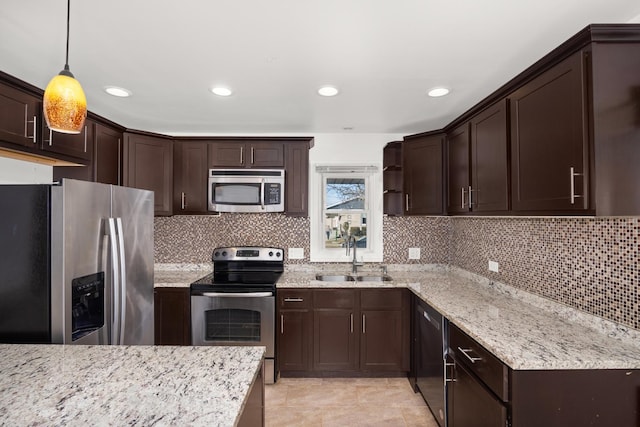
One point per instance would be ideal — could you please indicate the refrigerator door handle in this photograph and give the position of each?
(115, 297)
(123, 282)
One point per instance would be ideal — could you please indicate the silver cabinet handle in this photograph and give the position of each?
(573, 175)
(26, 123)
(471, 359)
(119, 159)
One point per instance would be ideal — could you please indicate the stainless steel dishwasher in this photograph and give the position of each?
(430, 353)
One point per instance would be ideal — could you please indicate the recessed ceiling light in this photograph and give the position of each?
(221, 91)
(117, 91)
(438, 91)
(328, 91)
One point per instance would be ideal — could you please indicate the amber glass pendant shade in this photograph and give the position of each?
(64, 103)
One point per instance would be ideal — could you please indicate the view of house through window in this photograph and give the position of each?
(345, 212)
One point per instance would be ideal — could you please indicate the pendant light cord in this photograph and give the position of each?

────────────────────

> _EXERCISE GOAL_
Swap every "photograph" in the listing above for "image" and reproduce the rest unchanged, without the pictures.

> _FINAL RESULT_
One point per instance would be ideal — could you please indicate the refrigerator door handle in this image and give the position of each?
(115, 297)
(123, 282)
One point per instance would be ideal — could you please indicate the silver cabinet handle in this image and give the position of each?
(573, 175)
(26, 123)
(471, 359)
(119, 159)
One point per instance would be ideal — could you please indicate the stainless steel dishwasher in this image and give the position of each?
(430, 353)
One point per instance would be ideal — could you please indicate the recessed ceiling light in this image and give the position of each?
(221, 91)
(117, 91)
(438, 91)
(328, 91)
One point per instance would be ideal — could you please indicate the amber glass pendant shade in this image and give the position of each?
(64, 103)
One point per instance would be ideal — could you please indicate the view of house through window in this image and give the position of each?
(345, 212)
One point per instance would be ideal — could you please indicate the pendant light cord in this image and give the position of each?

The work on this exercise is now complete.